= EXTRACT PROVIDED =

□ □ □ □

Long-Term Applications
The following applications are feasible with additional research, scaling, or engineering to address current limitations (embodiment-specific action heads, calibration needs, single-frame conditioning, and OOD robustness).
- Cross-embodiment, plug-and-play manipulation across fleets (Robotics, Cloud Ops)
- Use case: Deploy one UMA backbone across heterogeneous robots with learned action adapters, minimizing robot-specific data.
- Product/workflow: Cloud-served UMA with automatic kinematic remapping; lightweight per-robot adapter learned from a handful of kinesthetic traces.
- Assumptions/dependencies: Reliable action-space unification or learned remapping; on-device safety monitors; robust network connectivity.
- Open-world household assistants learning from public videos (Consumer Robotics)
- Use case: Home robots learn chores (tidying, dish sorting, surface cleaning, laundry) from smartphone/YouTube videos without action labels.
- Product/workflow: “MotionSketch Studio” for selecting/annotating reference motions from videos; UMA-based home policy with continuous refinement.
- Assumptions/dependencies: Highly robust 3D motion extraction under occlusion, variable lighting, and handheld cameras; strong safety and privacy guarantees; certification/regulation.
- Hospital logistics and sterile manipulation (Healthcare, MedTech)
- Use case: Non-contact tasks (instrument staging, linen folding, cart loading) adapted from brief staff videos; strict safety oversight.
- Product/workflow: UMA integrated with hospital robots; pre-execution rollouts plus force/vision monitors; audit trails.
- Assumptions/dependencies: Regulatory approval; validated failure bounds; additional sensing (force/torque, tactile); robust decontamination workflows.
- Construction and field tool use (AEC, Utilities, Energy)
- Use case: Tool-centric tasks (sweeping debris, applying sealant, cable manipulation) guided by motion references; adaptation to outdoor variability.
- Product/workflow: Multi-camera UMA with history-aware conditioning and dense cross-frame correspondences; ruggedized hardware.
- Assumptions/dependencies: Multi-view calibration at scale; weather and dust-robust perception; improved OOD generalization.
- Autonomous factory lines with intent mining from video logs (Manufacturing, MES/PLM)
- Use case: Infer task latents from historical production videos to document processes, auto-generate specs, and bootstrap new cells.
- Product/workflow: “UMA Planner” module integrated with MES/PLM to extract task embeddings, simulate rollouts, and propose controllers.
- Assumptions/dependencies: Reliable retrieval and indexing of long-horizon video; multi-step observation history in UMA; traceability and versioning.
- Shared autonomy via real-time intent inference (Human–Robot Collaboration)
- Use case: Robots infer human intent from ambient video, aligning their actions on the fly without explicit commands.
- Product/workflow: On-device task-latent inference with continual update; proactive assistance cues; safety-certified interaction policies.

□ □ □ □

(Records held in a dataset)
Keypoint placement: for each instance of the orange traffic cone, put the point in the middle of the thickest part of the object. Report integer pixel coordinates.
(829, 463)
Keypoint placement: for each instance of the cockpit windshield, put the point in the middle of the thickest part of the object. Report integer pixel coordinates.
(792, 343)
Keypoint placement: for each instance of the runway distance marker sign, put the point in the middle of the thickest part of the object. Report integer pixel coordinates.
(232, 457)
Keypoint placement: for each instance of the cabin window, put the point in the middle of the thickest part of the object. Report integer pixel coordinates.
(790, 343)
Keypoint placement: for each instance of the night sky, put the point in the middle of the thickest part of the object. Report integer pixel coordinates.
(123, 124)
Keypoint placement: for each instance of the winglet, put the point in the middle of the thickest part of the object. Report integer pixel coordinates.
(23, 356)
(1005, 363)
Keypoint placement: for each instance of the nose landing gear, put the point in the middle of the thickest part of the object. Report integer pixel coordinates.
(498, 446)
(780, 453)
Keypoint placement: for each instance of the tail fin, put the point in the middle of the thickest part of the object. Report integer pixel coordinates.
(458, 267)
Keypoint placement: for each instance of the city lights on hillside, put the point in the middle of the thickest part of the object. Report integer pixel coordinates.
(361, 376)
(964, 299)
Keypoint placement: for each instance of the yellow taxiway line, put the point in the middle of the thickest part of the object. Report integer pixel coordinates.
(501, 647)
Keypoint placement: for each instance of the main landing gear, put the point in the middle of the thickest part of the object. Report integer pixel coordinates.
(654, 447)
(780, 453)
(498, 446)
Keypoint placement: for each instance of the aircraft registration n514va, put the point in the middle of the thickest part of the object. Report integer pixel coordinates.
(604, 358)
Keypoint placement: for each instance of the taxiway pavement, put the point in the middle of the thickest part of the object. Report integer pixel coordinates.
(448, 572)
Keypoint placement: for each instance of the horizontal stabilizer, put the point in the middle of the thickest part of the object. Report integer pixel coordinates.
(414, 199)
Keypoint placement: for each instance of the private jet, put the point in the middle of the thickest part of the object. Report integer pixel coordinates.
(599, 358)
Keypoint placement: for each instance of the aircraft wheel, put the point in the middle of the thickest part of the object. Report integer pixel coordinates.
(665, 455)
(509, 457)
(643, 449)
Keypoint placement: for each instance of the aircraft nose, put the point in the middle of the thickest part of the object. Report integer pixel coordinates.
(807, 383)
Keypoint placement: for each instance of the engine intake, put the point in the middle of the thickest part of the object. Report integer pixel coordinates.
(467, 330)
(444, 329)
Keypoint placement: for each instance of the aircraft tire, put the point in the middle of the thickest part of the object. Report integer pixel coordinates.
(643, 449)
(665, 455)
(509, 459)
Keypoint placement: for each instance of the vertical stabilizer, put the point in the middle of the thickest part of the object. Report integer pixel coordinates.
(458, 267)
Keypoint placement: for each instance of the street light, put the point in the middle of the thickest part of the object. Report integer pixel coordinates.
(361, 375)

□ □ □ □

= WHAT YOU WILL DO =
**1.** Could you rename "MES/PLM" to "MES and PLM" and reproduce the long-term applications passage, covering the stretch from "- Product/workflow: Multi-camera" through "inference (Human–Robot Collaboration)"?
**2.** Answer these questions from the long-term applications passage:
(a) In the hospital logistics entry, what monitors accompany the pre-execution rollouts?
(b) What is the name of the module integrated with MES/PLM?
(c) Which chores are household robots said to learn from videos?
**3.** What application areas does the long-term applications passage list as headed entries?
These records are separate material and have no connection to the long-term applications passage.

= RESPONSES PER TASK =
**1.**
- Product/workflow: Multi-camera UMA with history-aware conditioning and dense cross-frame correspondences; ruggedized hardware.
- Assumptions/dependencies: Multi-view calibration at scale; weather and dust-robust perception; improved OOD generalization.
- Autonomous factory lines with intent mining from video logs (Manufacturing, MES and PLM)
- Use case: Infer task latents from historical production videos to document processes, auto-generate specs, and bootstrap new cells.
- Product/workflow: “UMA Planner” module integrated with MES and PLM to extract task embeddings, simulate rollouts, and propose controllers.
- Assumptions/dependencies: Reliable retrieval and indexing of long-horizon video; multi-step observation history in UMA; traceability and versioning.
- Shared autonomy via real-time intent inference (Human–Robot Collaboration)

**2.**
(a) Force/vision monitors.
(b) "UMA Planner".
(c) Tidying, dish sorting, surface cleaning, and laundry.

**3.**
- Cross-embodiment, plug-and-play manipulation across fleets
- Open-world household assistants learning from public videos
- Hospital logistics and sterile manipulation
- Construction and field tool use
- Autonomous factory lines with intent mining from video logs
- Shared autonomy via real-time intent inference